● **What this task involves**
Find the line that contains "Target: roadside vegetation"; then retype it and each line after it, exactly, through the final line of the data below.

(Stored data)

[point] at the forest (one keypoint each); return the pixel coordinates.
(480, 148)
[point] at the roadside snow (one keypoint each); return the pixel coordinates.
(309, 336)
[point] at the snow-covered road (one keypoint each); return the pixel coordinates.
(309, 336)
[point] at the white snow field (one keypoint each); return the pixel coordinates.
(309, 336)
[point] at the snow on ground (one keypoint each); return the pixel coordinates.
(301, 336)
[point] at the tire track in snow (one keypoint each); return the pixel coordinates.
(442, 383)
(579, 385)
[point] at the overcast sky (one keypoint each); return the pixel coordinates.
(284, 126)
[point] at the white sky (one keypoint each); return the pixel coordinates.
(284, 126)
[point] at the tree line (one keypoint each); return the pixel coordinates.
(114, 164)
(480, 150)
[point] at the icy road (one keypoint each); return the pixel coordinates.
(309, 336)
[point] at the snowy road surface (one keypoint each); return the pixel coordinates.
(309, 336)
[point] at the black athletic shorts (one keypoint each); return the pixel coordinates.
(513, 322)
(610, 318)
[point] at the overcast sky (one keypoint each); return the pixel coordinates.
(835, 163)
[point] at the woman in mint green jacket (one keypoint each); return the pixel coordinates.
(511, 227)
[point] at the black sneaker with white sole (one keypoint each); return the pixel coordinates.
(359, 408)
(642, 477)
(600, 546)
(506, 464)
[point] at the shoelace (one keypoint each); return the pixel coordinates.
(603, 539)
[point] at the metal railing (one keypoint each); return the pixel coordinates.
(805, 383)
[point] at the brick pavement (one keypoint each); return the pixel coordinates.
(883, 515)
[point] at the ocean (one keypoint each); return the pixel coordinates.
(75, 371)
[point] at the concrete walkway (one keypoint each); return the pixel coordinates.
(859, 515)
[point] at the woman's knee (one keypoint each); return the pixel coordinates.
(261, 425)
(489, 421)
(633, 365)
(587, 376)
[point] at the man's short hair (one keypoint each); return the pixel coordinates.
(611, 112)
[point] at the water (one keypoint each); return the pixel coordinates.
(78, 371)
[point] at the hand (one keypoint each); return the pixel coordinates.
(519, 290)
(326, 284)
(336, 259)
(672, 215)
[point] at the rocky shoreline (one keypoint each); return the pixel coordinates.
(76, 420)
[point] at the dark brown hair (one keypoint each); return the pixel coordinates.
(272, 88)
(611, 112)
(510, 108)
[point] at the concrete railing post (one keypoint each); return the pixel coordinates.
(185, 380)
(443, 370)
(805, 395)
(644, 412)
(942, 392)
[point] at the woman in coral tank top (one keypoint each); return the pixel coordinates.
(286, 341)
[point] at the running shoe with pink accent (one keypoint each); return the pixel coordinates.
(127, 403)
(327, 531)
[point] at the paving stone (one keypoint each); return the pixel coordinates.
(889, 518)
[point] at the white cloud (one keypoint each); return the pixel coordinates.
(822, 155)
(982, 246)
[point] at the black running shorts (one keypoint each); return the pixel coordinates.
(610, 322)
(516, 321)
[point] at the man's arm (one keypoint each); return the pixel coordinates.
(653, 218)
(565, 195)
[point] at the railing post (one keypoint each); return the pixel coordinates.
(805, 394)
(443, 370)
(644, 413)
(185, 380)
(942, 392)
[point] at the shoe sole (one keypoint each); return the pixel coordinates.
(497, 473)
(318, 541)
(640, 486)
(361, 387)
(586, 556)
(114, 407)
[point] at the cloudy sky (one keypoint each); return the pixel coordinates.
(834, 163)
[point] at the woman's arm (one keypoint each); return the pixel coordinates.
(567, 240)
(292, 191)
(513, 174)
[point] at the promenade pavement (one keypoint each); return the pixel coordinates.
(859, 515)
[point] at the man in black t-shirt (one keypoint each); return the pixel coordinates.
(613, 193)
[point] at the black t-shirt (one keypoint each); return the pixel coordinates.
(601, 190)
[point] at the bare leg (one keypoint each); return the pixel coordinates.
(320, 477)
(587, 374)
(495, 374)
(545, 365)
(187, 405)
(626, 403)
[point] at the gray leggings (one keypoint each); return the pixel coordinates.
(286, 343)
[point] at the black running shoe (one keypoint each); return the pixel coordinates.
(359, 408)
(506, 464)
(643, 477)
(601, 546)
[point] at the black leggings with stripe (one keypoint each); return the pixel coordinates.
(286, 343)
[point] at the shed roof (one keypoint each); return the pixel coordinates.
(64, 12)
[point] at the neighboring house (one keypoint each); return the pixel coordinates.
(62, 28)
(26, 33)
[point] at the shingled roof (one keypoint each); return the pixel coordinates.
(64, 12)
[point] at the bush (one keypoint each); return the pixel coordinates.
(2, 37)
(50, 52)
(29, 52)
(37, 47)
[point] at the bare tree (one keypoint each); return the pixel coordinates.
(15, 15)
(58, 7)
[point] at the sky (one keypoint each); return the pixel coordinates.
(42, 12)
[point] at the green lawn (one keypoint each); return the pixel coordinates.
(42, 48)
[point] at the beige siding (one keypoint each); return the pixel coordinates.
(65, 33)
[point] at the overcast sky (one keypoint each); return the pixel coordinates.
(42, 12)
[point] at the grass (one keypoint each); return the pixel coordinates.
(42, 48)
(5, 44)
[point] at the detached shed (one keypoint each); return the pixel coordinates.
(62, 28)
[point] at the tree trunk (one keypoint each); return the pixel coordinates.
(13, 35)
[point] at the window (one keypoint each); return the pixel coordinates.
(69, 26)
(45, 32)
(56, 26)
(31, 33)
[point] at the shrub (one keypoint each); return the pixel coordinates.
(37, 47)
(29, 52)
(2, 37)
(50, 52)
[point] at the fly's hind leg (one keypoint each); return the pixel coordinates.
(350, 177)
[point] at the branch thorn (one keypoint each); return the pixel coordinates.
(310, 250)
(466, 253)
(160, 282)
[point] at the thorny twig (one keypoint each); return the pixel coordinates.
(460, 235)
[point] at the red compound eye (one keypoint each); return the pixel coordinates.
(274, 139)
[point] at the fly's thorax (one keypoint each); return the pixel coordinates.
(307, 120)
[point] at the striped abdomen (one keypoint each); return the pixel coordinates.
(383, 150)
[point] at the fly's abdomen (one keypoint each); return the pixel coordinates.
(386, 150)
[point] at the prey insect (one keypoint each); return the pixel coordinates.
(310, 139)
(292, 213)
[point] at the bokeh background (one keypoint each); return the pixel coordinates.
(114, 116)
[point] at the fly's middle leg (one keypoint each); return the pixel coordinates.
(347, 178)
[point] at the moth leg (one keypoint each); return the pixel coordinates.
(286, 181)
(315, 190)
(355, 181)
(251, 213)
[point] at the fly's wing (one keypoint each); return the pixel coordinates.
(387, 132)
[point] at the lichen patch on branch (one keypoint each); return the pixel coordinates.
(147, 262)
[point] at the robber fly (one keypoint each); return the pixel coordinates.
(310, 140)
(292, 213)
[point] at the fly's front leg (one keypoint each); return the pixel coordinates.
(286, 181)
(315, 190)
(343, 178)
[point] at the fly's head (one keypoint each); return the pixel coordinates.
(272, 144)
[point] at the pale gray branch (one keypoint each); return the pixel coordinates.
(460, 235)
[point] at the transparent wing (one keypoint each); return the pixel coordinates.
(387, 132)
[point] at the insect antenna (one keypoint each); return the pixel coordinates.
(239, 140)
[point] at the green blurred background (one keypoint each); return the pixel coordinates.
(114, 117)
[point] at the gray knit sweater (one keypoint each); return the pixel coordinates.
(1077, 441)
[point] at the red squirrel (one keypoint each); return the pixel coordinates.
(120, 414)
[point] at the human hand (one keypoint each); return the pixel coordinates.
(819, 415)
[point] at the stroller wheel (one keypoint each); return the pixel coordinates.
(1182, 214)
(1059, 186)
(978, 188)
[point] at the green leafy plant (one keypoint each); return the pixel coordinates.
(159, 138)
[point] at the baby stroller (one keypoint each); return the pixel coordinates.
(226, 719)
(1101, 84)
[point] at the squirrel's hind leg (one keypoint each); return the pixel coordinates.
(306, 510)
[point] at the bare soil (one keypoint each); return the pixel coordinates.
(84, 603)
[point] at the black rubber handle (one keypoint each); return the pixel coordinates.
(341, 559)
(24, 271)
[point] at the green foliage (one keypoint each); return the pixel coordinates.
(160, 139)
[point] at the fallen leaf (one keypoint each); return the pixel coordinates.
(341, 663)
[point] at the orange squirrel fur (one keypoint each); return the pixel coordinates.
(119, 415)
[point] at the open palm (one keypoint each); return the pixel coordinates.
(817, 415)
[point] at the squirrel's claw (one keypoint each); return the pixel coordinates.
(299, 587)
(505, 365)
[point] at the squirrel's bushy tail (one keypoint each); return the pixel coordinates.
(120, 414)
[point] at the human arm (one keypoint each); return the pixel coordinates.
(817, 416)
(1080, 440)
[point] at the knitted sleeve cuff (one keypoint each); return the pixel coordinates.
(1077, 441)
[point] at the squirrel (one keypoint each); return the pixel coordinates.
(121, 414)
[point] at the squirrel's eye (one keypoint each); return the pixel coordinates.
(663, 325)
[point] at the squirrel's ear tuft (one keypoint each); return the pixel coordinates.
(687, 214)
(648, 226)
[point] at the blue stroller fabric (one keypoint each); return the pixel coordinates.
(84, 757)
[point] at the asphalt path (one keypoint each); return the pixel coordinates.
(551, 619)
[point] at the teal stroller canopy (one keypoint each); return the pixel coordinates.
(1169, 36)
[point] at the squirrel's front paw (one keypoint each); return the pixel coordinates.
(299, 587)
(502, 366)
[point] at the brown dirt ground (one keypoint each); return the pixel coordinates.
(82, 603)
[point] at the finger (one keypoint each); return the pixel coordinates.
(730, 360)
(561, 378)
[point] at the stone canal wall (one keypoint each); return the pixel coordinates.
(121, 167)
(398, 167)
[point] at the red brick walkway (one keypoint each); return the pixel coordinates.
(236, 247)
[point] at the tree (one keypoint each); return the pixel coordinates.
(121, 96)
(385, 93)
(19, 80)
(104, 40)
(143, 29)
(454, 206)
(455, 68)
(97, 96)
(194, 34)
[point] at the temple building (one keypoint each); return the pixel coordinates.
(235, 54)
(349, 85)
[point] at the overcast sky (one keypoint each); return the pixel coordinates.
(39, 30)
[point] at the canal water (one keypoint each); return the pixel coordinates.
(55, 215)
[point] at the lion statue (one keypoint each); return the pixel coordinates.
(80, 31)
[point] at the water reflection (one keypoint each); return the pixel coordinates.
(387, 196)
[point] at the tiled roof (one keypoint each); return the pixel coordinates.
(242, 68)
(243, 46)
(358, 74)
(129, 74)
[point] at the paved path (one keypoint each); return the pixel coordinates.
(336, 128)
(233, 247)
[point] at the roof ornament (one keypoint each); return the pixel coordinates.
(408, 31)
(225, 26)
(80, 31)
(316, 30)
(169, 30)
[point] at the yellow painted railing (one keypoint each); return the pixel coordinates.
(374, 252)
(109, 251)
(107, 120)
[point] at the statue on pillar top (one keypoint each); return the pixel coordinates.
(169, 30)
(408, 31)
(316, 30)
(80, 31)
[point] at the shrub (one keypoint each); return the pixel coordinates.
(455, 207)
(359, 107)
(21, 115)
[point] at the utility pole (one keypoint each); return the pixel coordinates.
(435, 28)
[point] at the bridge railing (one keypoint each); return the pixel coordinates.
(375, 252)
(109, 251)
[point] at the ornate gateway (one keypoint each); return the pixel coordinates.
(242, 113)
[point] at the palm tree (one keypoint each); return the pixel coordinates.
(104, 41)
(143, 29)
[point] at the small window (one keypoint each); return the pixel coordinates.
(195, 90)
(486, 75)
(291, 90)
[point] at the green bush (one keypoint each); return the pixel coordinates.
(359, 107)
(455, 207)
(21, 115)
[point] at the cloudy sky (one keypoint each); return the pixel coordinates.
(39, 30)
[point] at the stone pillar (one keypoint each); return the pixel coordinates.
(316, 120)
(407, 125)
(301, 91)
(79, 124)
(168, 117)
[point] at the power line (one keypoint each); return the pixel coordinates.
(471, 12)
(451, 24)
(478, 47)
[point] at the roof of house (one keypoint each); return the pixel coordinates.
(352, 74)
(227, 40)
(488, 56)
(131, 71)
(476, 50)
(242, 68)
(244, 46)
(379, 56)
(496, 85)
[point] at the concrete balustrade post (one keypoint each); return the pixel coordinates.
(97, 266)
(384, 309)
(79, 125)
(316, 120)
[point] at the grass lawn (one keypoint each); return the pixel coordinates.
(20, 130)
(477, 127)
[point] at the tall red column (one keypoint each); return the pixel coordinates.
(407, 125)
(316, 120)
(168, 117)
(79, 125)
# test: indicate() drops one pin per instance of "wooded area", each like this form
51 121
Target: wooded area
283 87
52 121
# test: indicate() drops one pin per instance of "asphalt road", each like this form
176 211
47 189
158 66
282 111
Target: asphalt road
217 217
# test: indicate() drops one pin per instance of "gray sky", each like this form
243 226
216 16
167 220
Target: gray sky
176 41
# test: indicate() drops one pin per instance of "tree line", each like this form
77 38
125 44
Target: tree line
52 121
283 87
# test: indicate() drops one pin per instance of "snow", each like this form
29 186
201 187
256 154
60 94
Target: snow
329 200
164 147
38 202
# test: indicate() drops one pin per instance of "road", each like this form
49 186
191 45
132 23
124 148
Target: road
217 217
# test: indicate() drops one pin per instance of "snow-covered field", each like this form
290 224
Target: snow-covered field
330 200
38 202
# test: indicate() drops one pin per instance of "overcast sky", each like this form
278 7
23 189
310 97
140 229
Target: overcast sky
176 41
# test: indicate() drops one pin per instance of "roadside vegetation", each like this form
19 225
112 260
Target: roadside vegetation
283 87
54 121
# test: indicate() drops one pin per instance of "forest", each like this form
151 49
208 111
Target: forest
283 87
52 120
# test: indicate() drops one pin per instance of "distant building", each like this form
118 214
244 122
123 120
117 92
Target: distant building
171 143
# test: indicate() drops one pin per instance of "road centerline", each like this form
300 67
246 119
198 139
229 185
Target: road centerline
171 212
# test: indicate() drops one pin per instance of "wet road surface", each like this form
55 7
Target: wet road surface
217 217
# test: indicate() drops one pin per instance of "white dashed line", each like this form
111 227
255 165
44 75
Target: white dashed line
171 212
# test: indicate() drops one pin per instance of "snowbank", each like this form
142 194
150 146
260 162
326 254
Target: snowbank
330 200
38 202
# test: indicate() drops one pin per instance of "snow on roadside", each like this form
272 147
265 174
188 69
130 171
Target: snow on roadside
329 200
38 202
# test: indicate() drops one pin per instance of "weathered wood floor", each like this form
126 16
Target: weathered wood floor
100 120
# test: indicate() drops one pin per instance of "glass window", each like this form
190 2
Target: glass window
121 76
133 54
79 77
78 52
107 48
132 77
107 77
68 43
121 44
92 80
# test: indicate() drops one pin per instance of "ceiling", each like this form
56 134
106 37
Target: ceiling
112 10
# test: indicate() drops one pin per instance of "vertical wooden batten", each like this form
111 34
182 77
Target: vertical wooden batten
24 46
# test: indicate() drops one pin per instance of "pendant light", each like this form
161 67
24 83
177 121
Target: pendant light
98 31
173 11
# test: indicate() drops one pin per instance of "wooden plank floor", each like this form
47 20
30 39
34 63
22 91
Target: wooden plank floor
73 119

● **Response box**
Target: roadside vegetation
283 87
54 121
# test: indicate() drops one pin per instance of "forest", each like this form
151 49
208 111
Target: forest
283 87
52 120
# test: indicate() drops one pin per instance of "distant building", each like this form
118 214
244 122
123 120
117 92
Target: distant building
171 143
# test: indicate() drops one pin per instance of "road centerline", each like this form
300 67
246 119
198 139
229 185
Target: road centerline
171 212
# test: indicate() drops one pin per instance of "wet road surface", each like this form
55 7
Target: wet road surface
217 217
# test: indicate() drops one pin per instance of "white dashed line", each like this form
111 227
255 165
44 75
Target: white dashed line
171 212
# test: indicate() drops one pin per instance of "snowbank", each like this form
142 194
150 146
260 162
326 254
Target: snowbank
330 200
38 202
# test: indicate() drops one pin per instance of "snow on roadside", each like this form
272 147
265 174
188 69
130 171
Target: snow on roadside
329 200
38 202
# test: indicate() drops one pin per instance of "weathered wood floor", each like this form
126 16
Target: weathered wood floor
100 120
# test: indicate() drops one pin per instance of "glass window", each like this form
190 2
Target: glass window
121 76
133 54
79 77
78 52
107 48
132 77
107 77
68 43
121 44
92 80
# test: indicate() drops one pin per instance of "ceiling", each like this form
56 134
106 37
Target: ceiling
112 10
# test: indicate() drops one pin per instance of "vertical wooden batten", each like this form
111 34
182 77
Target: vertical wooden batten
24 46
# test: indicate() drops one pin per instance of "pendant light", each like this form
161 67
24 83
177 121
Target: pendant light
98 31
173 11
# test: indicate() drops one pin per instance of "wooden plank floor", each like this form
47 20
30 39
34 63
22 91
Target: wooden plank floor
73 119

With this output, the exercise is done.